▶ _REQUEST_
Output as a numbered list every line from the one containing "Would you kindly pick out the cat's claw" through the end of the records, both ends included and blank lines omitted.

▶ _AVAILABLE DATA_
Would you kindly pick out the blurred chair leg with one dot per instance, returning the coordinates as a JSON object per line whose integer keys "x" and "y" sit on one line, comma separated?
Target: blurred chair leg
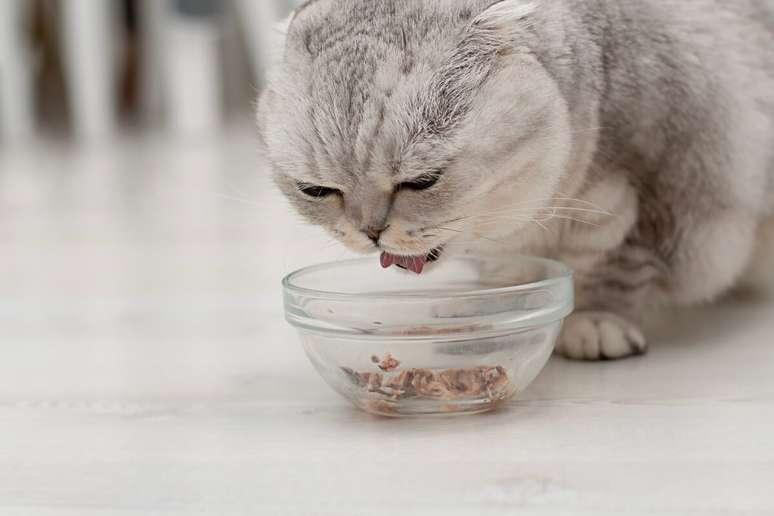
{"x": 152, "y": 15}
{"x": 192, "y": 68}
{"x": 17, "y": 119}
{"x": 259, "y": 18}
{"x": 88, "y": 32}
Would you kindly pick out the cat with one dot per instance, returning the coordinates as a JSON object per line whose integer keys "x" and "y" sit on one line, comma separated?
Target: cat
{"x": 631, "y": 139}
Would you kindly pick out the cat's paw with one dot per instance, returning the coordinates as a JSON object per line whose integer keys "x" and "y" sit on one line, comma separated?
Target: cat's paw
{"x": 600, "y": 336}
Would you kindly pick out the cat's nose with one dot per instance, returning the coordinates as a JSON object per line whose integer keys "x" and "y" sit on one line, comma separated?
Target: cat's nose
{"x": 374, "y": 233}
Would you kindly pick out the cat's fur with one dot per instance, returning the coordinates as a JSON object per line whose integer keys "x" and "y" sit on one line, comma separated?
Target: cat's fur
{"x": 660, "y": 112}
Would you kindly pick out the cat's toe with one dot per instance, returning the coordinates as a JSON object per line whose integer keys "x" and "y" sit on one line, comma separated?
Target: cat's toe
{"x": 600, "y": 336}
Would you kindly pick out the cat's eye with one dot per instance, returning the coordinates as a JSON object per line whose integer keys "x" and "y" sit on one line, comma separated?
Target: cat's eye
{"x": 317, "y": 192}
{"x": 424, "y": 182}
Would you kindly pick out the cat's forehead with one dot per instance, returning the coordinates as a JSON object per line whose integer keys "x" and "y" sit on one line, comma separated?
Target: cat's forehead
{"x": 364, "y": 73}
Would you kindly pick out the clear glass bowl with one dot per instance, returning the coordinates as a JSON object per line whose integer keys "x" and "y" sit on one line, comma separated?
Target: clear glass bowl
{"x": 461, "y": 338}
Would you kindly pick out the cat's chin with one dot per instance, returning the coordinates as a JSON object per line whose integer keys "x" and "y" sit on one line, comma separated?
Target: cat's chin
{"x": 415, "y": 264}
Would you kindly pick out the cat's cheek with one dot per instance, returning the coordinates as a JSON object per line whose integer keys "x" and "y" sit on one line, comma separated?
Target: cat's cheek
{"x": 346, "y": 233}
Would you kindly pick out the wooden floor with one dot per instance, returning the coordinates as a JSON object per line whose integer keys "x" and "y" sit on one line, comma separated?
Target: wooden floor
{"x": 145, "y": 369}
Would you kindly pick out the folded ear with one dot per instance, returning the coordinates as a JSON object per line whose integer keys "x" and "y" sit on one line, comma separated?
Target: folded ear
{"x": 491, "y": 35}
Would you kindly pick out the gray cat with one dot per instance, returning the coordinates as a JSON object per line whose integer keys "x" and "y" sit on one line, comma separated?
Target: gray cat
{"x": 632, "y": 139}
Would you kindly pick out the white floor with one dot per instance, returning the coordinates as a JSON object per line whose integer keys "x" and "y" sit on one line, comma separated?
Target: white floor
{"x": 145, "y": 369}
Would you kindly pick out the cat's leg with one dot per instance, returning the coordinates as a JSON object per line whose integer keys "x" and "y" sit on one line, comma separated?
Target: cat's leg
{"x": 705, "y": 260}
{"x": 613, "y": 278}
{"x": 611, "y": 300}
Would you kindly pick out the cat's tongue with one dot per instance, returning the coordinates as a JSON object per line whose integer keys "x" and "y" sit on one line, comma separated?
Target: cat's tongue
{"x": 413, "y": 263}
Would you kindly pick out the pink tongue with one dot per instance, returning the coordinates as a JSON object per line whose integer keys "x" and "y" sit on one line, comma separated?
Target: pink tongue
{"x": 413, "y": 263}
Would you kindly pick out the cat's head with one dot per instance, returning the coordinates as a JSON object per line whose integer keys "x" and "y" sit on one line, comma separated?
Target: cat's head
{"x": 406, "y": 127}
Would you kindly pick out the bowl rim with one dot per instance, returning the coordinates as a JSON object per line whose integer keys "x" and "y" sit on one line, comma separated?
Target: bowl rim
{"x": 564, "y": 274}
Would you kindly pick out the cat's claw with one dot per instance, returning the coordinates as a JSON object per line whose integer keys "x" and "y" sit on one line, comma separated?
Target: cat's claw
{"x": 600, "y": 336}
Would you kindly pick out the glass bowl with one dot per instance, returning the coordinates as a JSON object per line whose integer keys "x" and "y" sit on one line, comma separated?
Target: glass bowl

▶ _ANSWER FOR THIS EXERCISE_
1. Would you kindly pick out the cat's claw with one dot per instance, returning the coordinates as a JSON object per line whose integer keys "x" and "y" sit on one line, comma separated?
2. Target: cat's claw
3. {"x": 600, "y": 336}
4. Would you kindly pick out the glass bowl with one dot per instance, returning the coordinates as a JSON object per line whose integer keys "x" and "y" sit on one line, comma separated?
5. Target: glass bowl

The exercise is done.